Problem requirements: Reproduce verbatim the rows below, starting at the line that contains "The service SHOULD locate every instance of the cooktop" and ending at the final line of the rows, both included.
## BEGIN Record extracts
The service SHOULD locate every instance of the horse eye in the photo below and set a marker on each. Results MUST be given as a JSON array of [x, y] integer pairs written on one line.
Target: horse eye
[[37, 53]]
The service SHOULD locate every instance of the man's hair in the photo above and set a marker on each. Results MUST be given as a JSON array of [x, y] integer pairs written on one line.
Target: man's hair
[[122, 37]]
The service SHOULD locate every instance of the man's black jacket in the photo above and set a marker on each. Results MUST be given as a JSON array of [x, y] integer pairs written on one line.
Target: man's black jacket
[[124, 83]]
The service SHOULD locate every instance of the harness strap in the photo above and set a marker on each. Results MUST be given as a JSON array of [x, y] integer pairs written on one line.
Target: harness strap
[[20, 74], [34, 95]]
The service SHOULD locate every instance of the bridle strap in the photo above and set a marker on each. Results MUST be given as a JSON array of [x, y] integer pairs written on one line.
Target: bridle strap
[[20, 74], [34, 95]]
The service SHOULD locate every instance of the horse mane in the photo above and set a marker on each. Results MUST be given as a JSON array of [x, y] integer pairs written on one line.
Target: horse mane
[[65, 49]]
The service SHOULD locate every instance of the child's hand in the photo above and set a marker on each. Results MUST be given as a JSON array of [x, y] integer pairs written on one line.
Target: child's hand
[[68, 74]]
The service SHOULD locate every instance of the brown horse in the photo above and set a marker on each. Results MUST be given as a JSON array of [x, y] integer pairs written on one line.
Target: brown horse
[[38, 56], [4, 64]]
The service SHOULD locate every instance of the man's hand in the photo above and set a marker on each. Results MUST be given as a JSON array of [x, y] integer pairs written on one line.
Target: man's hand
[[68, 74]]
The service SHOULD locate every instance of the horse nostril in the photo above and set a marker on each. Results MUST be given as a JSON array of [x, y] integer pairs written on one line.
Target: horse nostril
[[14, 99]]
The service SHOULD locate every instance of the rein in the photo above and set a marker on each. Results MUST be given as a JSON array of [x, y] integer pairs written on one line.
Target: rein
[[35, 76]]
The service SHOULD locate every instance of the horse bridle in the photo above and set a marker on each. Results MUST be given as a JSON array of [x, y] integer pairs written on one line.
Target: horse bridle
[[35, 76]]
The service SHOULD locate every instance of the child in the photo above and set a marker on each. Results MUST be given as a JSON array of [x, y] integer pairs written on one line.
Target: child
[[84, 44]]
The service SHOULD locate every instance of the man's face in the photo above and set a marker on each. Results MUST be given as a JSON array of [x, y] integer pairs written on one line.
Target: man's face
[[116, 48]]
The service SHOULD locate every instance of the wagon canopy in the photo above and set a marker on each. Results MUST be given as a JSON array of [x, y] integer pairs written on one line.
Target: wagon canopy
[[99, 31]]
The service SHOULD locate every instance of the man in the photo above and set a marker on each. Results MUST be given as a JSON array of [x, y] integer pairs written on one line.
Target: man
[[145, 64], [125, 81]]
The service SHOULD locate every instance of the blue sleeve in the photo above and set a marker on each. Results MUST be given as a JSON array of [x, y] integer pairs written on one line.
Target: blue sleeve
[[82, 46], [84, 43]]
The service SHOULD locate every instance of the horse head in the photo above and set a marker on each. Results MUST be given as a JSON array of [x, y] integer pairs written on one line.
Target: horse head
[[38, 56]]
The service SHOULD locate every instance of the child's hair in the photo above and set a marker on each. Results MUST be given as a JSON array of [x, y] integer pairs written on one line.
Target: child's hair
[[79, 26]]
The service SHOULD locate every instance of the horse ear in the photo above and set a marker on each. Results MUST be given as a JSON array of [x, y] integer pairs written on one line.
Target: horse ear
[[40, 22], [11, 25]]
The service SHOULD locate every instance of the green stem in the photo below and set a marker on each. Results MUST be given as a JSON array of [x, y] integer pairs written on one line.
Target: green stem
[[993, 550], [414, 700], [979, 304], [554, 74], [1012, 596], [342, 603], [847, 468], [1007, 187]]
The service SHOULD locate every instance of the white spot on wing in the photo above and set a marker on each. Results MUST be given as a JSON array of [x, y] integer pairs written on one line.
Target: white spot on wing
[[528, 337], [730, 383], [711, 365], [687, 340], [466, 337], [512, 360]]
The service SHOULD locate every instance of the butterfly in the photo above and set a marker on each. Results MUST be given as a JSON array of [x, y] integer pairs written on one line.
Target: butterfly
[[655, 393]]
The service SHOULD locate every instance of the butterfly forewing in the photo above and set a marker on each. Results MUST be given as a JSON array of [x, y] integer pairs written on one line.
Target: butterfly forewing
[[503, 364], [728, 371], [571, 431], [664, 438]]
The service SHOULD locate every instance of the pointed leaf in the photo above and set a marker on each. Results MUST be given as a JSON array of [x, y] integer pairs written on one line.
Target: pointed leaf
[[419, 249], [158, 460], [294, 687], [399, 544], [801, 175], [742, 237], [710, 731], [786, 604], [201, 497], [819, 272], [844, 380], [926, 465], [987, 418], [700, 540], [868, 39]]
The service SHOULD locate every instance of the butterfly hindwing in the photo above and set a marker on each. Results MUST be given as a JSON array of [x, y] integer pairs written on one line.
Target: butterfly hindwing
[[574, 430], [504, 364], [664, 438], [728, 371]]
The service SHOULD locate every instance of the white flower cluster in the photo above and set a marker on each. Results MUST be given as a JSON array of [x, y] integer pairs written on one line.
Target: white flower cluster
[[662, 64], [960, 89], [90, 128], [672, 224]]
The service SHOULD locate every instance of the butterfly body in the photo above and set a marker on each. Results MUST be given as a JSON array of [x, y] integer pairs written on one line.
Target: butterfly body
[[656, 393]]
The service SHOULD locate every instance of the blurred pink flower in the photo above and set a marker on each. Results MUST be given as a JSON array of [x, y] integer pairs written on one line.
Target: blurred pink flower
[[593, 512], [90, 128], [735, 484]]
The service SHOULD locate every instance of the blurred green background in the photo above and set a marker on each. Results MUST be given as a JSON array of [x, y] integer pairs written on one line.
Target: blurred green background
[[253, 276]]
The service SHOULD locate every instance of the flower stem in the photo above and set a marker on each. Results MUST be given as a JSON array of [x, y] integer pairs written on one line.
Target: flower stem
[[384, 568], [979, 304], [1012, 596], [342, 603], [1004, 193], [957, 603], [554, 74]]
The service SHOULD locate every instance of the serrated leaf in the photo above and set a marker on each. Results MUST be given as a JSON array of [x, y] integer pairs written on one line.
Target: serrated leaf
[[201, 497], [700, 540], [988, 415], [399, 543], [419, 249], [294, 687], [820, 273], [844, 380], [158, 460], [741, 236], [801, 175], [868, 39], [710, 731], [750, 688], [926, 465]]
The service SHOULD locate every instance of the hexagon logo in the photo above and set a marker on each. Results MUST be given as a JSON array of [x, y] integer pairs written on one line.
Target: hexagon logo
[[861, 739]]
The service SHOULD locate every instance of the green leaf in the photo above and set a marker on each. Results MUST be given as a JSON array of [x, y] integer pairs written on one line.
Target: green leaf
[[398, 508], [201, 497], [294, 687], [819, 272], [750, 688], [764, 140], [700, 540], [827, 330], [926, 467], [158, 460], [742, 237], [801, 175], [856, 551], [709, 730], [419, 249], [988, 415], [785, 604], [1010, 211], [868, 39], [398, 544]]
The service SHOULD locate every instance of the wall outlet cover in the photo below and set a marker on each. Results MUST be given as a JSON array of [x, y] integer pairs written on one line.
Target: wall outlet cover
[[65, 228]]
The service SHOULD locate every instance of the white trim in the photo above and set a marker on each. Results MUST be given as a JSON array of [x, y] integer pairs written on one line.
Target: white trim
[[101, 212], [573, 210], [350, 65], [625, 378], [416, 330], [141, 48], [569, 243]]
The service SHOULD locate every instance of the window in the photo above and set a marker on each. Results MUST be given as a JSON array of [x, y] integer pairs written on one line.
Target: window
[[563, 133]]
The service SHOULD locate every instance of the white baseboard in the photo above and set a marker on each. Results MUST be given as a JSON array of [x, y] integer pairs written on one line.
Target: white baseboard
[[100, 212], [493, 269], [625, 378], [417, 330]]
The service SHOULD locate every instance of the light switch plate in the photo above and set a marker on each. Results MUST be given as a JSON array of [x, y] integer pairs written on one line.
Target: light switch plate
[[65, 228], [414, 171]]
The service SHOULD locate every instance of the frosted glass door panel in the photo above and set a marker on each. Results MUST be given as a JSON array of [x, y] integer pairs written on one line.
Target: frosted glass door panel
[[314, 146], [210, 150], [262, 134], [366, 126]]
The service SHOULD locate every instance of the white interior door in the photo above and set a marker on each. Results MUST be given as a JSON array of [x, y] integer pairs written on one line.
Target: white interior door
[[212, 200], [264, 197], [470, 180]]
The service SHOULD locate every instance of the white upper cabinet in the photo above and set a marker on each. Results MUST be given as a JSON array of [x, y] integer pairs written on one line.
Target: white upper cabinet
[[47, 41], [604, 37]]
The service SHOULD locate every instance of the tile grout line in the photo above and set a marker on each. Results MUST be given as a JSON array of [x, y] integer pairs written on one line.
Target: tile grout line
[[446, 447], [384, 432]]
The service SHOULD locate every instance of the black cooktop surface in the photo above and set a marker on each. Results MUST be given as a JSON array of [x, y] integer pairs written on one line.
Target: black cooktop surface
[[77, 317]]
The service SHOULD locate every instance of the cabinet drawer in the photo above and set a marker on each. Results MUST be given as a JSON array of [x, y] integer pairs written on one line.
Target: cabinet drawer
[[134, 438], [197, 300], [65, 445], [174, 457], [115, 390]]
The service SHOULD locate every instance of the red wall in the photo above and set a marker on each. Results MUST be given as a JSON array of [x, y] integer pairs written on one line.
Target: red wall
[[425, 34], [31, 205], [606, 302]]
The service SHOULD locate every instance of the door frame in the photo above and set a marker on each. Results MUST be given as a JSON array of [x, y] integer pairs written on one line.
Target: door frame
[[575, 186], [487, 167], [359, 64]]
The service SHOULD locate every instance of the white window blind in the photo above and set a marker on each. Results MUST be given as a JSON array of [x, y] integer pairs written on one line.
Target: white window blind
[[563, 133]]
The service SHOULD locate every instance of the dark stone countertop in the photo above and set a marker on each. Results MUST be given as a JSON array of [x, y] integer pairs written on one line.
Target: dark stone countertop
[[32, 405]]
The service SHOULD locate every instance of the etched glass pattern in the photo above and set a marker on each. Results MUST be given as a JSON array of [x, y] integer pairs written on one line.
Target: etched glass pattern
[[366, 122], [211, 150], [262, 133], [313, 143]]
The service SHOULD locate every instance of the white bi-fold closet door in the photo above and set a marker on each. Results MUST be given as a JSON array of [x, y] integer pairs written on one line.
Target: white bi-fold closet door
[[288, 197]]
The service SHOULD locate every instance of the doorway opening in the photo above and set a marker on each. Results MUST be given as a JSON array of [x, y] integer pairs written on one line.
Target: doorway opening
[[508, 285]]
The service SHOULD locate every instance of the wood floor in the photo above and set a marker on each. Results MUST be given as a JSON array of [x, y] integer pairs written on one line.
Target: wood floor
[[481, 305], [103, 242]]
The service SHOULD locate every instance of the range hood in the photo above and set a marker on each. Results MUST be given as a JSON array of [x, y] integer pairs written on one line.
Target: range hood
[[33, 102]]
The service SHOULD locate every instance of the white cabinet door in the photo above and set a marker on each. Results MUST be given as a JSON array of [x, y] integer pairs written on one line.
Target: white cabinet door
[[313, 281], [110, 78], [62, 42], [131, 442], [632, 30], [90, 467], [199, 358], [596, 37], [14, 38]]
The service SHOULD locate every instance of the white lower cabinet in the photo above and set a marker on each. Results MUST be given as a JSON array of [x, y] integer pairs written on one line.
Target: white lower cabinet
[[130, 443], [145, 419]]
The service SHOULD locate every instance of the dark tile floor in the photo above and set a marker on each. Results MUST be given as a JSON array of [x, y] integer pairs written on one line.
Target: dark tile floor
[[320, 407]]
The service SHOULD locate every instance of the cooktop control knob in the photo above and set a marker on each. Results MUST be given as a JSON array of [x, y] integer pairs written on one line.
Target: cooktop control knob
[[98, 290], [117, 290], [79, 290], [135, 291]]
## END Record extracts
Answer to the task:
The service SHOULD locate every instance of the cooktop control knob in the photo above and set a marker on each. Results MUST be given as a JSON array of [x, y] integer pairs written on one line.
Target: cooktop control knob
[[98, 290], [117, 290], [79, 290], [135, 291]]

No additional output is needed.